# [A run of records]
=-=-=

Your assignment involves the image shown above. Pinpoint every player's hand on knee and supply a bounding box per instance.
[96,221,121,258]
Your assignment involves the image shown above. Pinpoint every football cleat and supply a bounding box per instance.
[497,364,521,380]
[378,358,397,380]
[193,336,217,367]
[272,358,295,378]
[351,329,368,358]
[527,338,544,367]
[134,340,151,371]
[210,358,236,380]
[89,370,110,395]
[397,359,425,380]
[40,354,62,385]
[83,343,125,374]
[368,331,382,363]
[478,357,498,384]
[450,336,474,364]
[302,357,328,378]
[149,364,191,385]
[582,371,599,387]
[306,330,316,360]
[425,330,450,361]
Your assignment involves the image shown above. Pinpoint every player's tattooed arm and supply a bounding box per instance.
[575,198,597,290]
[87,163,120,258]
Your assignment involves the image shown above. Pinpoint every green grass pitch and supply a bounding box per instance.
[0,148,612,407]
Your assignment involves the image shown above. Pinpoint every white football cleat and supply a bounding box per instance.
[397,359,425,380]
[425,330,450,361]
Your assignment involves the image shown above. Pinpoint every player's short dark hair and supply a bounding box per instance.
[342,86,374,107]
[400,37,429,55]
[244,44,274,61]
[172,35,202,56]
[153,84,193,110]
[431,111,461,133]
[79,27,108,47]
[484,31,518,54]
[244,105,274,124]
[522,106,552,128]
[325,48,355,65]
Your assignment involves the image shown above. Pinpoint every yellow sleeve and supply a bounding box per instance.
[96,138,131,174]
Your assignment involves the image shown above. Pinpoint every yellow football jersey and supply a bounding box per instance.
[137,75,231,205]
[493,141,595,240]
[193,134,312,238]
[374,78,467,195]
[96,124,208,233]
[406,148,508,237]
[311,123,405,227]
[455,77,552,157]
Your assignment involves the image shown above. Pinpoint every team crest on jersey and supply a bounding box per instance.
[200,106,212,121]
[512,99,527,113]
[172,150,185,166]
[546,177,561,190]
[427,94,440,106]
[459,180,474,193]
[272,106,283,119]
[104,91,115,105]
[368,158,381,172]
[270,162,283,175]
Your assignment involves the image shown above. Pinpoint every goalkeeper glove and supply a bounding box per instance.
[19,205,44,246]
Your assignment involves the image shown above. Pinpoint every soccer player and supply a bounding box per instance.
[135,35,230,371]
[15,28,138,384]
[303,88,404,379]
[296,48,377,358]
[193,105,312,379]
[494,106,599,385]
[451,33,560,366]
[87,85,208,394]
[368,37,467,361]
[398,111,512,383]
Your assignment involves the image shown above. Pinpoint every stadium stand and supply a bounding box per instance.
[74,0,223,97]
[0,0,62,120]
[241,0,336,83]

=-=-=

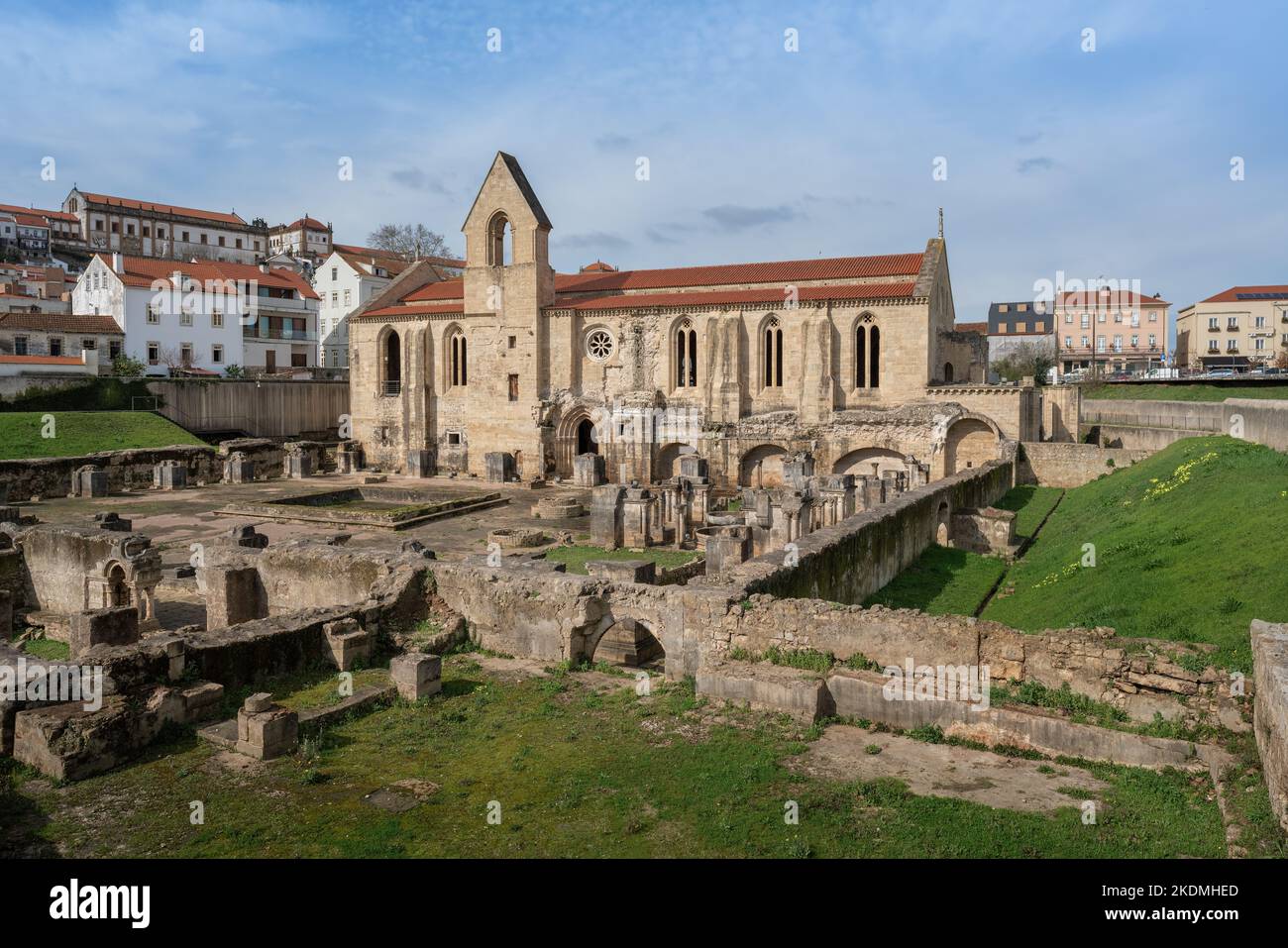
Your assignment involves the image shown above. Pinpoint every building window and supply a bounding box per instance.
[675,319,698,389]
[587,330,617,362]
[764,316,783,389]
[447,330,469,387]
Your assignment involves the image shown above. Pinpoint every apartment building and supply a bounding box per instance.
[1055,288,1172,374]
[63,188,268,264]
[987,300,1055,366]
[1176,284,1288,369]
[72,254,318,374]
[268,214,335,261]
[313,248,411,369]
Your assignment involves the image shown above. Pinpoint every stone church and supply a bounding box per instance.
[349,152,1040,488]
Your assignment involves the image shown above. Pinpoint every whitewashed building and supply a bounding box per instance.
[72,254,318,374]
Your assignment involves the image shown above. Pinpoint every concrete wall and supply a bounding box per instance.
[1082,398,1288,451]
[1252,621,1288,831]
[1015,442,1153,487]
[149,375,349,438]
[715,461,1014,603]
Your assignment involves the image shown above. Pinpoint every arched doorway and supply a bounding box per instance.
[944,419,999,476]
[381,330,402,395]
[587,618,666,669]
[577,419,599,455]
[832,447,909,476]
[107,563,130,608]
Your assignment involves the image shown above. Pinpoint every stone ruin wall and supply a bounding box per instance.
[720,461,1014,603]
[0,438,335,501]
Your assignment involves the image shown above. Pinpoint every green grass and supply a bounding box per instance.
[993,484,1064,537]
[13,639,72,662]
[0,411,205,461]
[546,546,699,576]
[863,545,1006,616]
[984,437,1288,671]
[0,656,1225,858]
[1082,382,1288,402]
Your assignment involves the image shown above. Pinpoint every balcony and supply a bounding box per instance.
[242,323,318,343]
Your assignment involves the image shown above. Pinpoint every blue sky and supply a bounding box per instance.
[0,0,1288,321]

=-=-=

Change "green grass" to "grassy area" in the part of the data that opens with the line containing "every stone ruin" and closes with the line containing "[1082,382,1288,402]". Give only those lines, otherwise unchanged.

# [Result of the exercise]
Your assignment involves the image shown above. Pinpoint every stone ruin wall and supply a bounding box per instance.
[720,461,1014,603]
[0,438,335,501]
Your assignment involves the image shown above. Pinpoint every grassy area and supply a bounding box per instance.
[993,484,1064,537]
[13,639,72,662]
[0,411,205,461]
[546,546,699,576]
[863,545,1006,616]
[984,437,1288,671]
[0,656,1225,858]
[1082,382,1288,402]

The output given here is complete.